Text section Block Start
It’s been a roller coaster two years for Boston’s most expensive apartment rental market, Back Bay. Prior to the pandemic, Back Bay was experiencing record lows in apartment availability and vacancies alongside all-time high average rent prices. Then in 2020, COVID-19 dramatically increased the apartment supply. The real-time vacancy rate (RTVR) for Back Bay apartments was launched sky-high, eclipsing the 7% mark in September 2020 for the first time on record. Then, starting in March of last year, the RTVR rapidly contracted. By September of 2021, Back Bay had set a new all-time low RTVR.
Back Bay Vacancy Rate Volatility
It’s no secret that remote learning, remote work policies, and the collapse of the short- term rental market were the cause of the apartment supply upheaval in Back Bay. The RTVR catapulted to a record high 7.67% in mid-September 2020 just as campuses were shutting down due to COVID. In the year that followed, we saw the market absorb a jaw-dropping 97% of those vacancies. By late August 2021, Back Bay’s RTVR hit a new all-time low of 0.24%.
It didn’t stop there. By mid- December, the Back Bay RTVR dipped even lower as it hit 0.17%. Now that figure rests at 0.32% with more than 4 months until it hits its historical annual low point in late August. With vacancy figures like this in early April, it’s not unrealistic to predict that Back Bay will hit 100% occupancy by the end of the summer leasing season.
Text section Block End
Records supplied Block Start
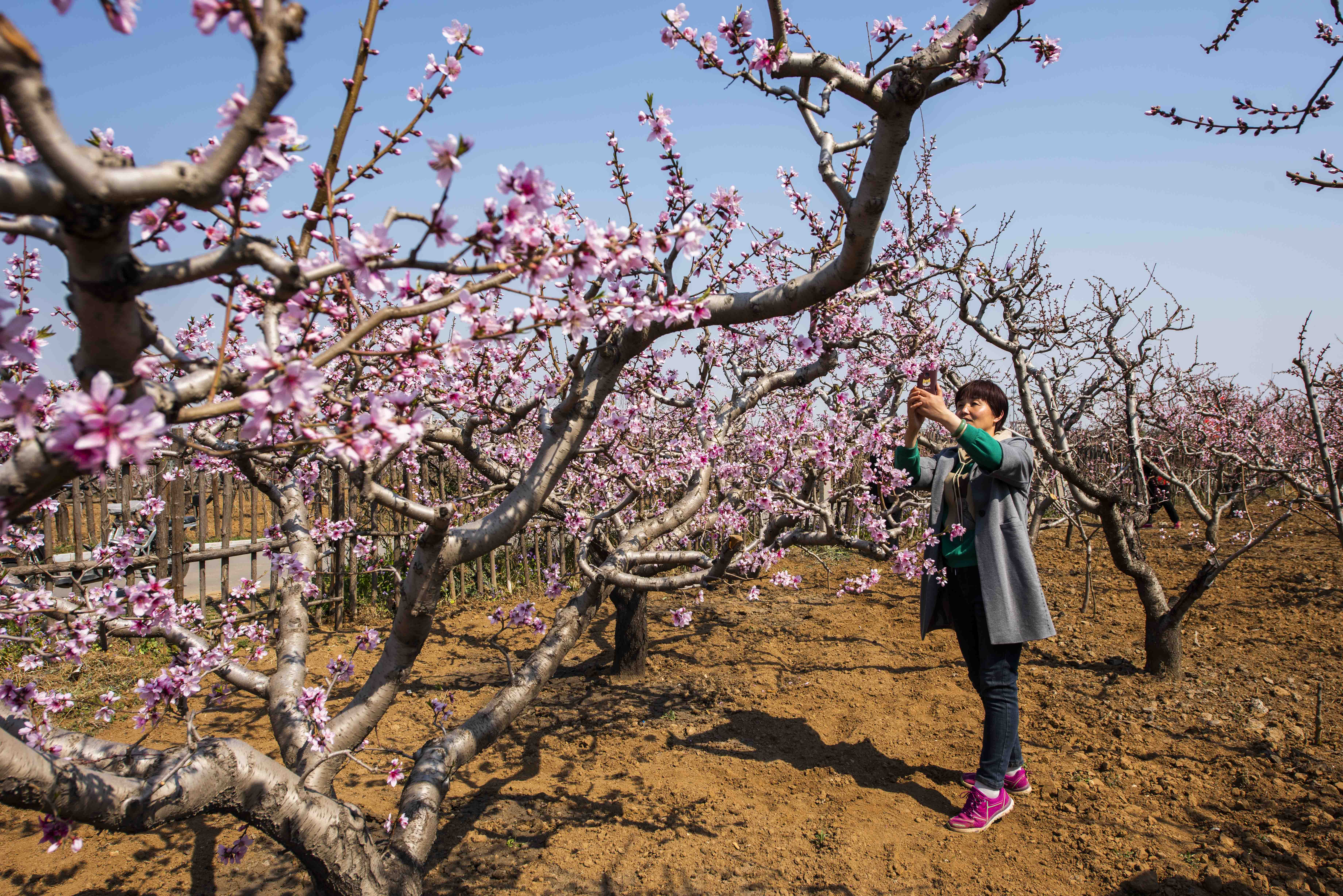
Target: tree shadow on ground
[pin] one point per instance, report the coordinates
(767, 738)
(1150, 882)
Records supplied Block End
Records supplied Block Start
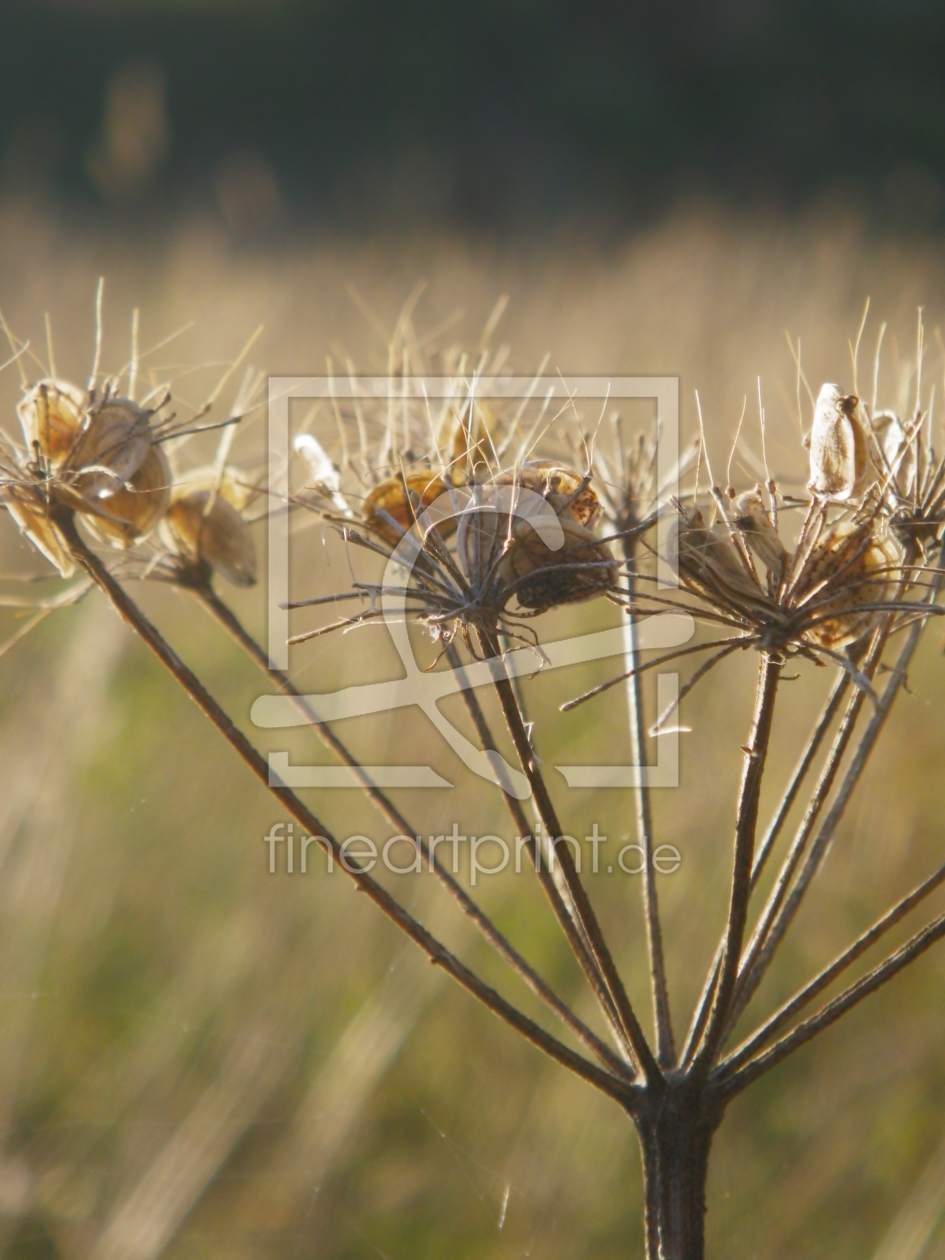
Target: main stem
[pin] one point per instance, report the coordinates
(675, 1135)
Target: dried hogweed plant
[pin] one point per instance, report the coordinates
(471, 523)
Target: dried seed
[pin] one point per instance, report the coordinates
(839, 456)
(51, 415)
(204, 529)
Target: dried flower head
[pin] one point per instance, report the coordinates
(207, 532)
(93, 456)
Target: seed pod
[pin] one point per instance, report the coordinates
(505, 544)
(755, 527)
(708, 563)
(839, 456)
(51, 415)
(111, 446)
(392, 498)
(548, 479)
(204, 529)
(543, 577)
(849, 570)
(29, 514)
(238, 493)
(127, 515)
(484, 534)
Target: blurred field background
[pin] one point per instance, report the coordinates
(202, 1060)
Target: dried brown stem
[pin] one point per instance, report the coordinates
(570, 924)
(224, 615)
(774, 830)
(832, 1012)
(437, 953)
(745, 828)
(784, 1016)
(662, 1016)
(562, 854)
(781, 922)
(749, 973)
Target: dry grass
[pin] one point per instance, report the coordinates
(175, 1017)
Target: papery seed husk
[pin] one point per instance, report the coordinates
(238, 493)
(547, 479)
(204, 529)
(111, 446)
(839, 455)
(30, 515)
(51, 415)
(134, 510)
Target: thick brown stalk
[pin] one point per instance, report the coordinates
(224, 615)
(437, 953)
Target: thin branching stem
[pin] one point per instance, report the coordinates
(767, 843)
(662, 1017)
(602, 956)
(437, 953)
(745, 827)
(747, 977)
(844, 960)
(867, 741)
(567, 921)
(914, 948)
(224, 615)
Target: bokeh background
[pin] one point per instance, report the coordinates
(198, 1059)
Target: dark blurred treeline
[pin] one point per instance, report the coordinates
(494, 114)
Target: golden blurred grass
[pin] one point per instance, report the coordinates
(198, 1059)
Records supplied Block End
According to the text about Back Bay apartment rentals, what record high did the real-time vacancy rate reach in mid-September 2020? The rows have no connection to the text about Back Bay apartment rentals.

7.67%